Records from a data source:
*** Begin section ***
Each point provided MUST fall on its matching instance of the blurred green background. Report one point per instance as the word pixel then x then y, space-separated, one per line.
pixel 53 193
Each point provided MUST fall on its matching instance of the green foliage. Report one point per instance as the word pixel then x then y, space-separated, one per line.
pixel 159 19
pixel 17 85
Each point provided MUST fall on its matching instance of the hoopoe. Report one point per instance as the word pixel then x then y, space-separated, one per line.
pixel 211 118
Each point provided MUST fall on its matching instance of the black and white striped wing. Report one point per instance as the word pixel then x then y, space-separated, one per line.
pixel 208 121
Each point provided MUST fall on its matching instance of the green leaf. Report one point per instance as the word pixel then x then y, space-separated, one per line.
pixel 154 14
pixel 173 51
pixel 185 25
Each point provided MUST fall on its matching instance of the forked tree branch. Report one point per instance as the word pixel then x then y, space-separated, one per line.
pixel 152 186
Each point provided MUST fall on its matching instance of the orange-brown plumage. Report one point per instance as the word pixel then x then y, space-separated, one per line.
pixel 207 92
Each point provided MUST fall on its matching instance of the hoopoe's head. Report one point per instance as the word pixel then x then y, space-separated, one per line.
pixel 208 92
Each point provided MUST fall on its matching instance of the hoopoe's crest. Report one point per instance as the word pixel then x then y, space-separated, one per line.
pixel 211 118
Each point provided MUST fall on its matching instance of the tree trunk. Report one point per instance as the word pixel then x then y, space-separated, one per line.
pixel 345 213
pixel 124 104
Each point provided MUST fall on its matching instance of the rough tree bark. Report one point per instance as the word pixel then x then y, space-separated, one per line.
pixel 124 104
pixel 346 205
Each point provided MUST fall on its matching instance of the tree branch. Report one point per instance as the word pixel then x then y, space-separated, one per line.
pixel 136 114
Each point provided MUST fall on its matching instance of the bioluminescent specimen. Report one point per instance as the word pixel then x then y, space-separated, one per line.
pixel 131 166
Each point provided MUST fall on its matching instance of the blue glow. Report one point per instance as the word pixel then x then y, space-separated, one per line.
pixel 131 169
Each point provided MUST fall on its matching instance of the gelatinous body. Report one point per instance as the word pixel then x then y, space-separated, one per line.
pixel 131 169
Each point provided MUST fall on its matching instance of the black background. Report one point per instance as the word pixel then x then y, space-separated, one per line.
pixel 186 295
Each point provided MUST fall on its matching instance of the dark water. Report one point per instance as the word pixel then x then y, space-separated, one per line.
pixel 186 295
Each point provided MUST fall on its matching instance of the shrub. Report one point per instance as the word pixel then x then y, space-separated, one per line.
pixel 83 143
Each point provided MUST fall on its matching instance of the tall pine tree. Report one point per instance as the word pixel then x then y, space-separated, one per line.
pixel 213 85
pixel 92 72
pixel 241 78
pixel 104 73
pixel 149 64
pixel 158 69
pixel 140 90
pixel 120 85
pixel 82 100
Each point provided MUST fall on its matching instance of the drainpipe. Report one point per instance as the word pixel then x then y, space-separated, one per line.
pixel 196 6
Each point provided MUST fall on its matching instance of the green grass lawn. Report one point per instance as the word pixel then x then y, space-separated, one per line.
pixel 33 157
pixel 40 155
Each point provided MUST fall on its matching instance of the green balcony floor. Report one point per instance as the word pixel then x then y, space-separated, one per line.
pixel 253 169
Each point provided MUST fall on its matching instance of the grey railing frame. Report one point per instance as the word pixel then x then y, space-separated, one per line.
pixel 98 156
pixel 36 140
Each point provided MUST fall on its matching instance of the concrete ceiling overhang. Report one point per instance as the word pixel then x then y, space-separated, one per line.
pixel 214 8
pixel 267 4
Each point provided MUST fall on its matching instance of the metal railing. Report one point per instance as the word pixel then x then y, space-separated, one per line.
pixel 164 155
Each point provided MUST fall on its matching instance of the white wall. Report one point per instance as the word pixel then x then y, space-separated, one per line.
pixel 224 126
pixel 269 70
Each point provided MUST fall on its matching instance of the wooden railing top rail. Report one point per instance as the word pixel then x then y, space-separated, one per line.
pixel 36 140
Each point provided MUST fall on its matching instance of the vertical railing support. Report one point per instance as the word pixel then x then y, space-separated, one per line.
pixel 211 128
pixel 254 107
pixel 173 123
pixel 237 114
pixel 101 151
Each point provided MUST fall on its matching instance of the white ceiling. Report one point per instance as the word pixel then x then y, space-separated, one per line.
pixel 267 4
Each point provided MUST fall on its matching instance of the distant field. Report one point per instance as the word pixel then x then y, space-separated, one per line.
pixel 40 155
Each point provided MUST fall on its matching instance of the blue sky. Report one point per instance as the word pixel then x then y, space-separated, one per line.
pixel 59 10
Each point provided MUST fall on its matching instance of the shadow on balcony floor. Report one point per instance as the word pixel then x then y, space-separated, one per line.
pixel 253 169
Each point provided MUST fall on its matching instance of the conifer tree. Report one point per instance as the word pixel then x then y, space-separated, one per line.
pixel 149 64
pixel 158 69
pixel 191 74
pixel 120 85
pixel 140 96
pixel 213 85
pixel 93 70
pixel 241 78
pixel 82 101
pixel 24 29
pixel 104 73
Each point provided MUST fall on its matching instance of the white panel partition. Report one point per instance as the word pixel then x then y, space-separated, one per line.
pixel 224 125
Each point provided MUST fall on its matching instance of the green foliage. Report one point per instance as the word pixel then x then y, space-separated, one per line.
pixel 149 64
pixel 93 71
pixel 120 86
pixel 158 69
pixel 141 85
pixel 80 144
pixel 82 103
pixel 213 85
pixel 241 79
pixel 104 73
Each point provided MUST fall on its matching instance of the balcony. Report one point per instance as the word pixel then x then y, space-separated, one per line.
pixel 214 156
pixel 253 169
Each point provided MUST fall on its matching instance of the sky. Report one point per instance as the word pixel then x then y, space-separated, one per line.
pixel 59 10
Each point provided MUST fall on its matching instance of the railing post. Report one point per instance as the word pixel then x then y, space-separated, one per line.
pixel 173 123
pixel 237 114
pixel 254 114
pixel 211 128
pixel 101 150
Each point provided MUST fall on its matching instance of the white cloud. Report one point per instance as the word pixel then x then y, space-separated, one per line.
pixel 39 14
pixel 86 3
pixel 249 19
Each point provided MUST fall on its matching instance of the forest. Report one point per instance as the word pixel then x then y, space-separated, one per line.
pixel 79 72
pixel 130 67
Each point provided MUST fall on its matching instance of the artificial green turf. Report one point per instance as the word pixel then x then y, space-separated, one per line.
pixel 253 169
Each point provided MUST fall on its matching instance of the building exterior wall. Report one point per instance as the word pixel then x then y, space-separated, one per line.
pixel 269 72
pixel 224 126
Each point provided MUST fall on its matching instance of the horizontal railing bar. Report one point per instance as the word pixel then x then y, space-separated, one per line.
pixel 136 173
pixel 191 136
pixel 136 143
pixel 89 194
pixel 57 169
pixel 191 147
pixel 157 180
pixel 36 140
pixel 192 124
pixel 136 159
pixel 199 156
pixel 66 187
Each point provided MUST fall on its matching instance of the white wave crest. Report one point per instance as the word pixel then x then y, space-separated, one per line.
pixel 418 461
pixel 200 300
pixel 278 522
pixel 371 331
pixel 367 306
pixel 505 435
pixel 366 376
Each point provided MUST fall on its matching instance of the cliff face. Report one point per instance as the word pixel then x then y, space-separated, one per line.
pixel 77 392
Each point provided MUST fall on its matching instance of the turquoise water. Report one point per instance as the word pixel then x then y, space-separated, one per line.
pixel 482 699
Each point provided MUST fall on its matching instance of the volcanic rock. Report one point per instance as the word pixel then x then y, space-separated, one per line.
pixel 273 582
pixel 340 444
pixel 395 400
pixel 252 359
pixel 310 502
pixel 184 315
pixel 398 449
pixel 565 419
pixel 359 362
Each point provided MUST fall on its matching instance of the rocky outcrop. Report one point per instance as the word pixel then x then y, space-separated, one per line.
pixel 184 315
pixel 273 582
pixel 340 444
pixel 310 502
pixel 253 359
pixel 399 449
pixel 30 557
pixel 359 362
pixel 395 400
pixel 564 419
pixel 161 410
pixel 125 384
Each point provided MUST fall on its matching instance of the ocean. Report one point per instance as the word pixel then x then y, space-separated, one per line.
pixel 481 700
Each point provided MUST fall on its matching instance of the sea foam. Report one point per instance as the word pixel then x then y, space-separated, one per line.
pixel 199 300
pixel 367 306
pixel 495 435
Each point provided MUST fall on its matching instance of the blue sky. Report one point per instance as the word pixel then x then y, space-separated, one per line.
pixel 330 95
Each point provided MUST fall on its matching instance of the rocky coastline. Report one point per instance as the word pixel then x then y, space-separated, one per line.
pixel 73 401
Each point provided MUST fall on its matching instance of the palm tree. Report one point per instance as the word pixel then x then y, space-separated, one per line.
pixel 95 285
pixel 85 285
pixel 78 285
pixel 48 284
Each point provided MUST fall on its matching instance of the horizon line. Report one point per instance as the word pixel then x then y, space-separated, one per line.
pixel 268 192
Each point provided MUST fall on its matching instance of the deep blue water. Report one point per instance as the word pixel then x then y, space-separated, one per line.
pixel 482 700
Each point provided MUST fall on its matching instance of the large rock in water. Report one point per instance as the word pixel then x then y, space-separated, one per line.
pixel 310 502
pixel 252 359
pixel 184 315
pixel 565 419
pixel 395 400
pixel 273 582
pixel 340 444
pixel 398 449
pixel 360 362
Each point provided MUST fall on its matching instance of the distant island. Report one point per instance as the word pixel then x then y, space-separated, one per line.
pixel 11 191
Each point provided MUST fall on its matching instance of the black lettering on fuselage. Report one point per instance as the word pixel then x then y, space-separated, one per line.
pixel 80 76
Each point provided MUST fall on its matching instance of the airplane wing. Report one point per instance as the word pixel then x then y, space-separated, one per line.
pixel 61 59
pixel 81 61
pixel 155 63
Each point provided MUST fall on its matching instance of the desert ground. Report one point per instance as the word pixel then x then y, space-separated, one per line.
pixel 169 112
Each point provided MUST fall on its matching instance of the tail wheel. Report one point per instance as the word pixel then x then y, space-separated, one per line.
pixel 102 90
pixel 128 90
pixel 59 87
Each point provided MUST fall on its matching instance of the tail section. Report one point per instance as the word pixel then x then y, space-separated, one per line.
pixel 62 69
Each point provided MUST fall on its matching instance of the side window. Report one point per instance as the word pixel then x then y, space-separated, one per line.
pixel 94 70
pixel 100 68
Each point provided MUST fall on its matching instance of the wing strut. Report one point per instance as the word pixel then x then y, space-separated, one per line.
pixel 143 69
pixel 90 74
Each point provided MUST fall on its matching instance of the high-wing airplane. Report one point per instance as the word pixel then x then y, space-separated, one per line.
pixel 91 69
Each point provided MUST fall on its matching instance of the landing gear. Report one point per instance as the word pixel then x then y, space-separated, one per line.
*** End section ***
* TASK DIRECTIONS
Lines from the one containing "of the high-wing" to the end of the data are to be printed exactly, including the first and last.

* SOLVED EXERCISE
Each point provided MUST fall on its matching instance of the high-wing airplane. Report one point per instance as the word pixel then x then y, space-separated, one per line.
pixel 91 69
Each point provided MUST fall on its matching instance of the landing gear. Report one point per instance as the word pixel then x then y, space-separated, one per line.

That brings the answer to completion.